• _DIRECTIONS FOR THIS TASK_
Please count how many lines in the listing below contain the string "edamame", with case counting, and reply with only that number.

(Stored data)
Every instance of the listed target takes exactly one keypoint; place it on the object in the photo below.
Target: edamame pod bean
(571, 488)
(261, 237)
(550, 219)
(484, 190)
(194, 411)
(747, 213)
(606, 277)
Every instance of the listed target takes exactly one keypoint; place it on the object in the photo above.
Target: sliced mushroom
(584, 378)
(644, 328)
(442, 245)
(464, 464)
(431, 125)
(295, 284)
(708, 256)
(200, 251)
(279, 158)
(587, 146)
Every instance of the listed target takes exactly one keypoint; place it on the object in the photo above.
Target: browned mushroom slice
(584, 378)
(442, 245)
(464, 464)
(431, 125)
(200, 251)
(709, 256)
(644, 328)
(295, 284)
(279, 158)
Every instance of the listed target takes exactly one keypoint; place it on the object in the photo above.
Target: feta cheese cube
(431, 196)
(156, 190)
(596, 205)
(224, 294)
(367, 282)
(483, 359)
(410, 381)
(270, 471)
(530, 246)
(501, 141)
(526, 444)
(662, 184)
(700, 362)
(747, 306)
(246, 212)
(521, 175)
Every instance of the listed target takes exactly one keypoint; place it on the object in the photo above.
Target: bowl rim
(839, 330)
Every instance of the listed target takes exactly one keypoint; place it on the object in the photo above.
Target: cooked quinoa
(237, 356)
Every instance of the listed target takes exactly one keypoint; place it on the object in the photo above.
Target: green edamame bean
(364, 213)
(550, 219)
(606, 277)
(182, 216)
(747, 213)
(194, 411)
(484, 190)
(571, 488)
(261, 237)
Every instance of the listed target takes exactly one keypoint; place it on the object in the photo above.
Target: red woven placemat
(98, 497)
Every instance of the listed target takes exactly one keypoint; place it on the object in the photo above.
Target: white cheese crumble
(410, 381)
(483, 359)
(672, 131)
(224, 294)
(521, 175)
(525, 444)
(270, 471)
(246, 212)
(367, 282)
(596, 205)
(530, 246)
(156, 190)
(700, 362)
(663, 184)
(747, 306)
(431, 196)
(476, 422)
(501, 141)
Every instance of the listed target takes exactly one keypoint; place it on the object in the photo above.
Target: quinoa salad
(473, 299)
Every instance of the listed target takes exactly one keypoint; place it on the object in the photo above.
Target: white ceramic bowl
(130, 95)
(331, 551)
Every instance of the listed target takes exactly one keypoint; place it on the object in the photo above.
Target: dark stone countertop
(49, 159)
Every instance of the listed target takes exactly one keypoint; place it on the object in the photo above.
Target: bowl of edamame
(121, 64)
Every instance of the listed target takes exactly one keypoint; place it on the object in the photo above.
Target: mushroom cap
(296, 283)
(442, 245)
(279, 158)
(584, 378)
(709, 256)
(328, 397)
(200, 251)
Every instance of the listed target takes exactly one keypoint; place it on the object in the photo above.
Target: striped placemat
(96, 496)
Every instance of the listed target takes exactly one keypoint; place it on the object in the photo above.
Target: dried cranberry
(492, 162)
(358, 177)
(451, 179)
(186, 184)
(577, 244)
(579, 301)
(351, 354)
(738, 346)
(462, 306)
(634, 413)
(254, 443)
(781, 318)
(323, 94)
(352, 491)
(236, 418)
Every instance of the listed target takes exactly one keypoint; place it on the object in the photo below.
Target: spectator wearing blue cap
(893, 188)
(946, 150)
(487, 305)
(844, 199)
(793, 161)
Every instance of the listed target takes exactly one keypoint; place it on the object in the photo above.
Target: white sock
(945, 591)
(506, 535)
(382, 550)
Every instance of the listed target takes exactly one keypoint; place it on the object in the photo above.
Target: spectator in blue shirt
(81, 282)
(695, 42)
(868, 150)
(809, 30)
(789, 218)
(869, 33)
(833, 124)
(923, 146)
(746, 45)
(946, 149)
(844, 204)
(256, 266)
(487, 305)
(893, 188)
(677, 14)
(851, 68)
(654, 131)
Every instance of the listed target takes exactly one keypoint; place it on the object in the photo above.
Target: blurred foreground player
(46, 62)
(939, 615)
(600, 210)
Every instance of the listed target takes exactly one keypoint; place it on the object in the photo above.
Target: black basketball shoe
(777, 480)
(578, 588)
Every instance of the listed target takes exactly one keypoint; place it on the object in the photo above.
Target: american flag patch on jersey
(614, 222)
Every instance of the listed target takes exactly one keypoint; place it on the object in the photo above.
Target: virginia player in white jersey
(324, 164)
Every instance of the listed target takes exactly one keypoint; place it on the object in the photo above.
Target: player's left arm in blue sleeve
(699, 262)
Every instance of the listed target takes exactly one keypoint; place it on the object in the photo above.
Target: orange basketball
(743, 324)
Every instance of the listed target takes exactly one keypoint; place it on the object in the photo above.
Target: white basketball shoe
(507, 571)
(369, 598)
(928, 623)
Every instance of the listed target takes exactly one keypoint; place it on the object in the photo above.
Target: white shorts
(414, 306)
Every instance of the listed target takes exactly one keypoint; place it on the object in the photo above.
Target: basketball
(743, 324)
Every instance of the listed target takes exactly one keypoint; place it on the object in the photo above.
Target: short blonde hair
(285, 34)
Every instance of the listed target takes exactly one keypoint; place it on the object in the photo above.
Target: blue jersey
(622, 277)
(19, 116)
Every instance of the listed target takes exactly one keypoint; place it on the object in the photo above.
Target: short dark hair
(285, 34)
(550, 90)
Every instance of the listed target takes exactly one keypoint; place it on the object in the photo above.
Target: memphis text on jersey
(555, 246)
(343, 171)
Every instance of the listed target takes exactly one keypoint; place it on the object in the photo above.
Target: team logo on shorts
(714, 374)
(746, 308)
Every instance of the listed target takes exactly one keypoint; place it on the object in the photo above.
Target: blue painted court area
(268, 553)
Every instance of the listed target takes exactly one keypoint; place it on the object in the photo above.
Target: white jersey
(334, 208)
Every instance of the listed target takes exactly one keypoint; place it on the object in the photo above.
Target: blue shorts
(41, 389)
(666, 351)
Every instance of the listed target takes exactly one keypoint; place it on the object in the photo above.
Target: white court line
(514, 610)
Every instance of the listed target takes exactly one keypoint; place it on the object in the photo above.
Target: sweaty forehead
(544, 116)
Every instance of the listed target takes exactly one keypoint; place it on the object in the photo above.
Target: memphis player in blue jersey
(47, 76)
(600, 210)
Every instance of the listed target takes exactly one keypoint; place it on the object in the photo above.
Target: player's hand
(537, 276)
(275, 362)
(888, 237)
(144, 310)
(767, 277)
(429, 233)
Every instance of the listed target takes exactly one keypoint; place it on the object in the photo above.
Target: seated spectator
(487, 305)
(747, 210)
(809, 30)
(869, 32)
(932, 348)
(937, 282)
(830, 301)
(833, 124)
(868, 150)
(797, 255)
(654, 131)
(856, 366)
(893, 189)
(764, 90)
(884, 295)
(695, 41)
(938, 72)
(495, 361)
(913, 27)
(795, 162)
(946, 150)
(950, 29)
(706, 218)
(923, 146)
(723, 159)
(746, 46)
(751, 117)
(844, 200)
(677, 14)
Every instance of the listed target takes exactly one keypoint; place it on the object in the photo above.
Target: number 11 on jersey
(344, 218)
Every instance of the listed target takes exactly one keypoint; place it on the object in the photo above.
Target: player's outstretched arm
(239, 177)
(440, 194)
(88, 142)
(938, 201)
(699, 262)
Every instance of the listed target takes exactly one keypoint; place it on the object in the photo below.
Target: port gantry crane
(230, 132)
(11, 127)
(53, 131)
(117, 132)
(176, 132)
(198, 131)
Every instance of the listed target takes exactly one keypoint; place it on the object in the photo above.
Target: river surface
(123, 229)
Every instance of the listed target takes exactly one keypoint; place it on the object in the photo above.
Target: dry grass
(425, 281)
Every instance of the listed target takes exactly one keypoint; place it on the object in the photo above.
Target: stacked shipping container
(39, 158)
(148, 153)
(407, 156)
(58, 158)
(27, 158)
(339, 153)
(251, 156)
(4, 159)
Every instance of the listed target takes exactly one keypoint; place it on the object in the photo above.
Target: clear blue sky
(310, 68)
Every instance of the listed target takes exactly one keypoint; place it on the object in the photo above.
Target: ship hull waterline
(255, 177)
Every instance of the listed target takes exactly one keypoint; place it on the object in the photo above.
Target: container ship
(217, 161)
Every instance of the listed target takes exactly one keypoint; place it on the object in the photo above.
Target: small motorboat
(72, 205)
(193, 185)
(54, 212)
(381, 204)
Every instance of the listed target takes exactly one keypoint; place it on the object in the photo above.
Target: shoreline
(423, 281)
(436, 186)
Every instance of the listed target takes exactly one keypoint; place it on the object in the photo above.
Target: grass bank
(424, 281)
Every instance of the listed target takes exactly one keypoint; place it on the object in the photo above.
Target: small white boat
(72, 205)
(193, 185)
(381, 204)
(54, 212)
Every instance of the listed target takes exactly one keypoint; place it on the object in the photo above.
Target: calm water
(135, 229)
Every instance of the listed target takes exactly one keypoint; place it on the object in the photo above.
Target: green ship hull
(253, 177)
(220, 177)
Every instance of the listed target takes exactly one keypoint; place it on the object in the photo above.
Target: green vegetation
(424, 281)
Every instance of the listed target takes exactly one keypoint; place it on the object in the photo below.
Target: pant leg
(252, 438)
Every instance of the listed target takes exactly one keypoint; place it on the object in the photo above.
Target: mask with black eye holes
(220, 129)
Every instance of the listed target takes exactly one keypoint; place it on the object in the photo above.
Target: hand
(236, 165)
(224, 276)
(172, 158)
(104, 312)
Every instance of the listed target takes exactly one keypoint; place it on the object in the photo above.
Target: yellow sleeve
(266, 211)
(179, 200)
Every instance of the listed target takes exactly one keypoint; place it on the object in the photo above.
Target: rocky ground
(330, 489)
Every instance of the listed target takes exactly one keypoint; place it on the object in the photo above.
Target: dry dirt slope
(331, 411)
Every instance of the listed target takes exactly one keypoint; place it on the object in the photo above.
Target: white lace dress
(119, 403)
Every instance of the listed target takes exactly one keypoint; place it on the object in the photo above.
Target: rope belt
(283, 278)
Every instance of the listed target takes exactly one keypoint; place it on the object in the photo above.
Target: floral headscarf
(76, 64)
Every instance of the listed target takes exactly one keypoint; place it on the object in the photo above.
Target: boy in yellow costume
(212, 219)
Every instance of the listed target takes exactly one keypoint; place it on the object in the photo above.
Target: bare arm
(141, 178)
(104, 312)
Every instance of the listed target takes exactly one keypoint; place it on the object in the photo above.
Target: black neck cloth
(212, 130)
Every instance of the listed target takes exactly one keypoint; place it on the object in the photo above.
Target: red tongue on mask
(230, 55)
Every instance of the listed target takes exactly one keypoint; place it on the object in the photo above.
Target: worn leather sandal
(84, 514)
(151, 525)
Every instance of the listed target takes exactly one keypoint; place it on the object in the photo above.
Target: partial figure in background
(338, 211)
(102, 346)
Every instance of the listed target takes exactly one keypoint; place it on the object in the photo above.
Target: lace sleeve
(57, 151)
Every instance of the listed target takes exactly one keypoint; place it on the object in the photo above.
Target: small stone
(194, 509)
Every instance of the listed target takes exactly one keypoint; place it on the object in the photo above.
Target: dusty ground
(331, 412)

• _TASK RESPONSE_
3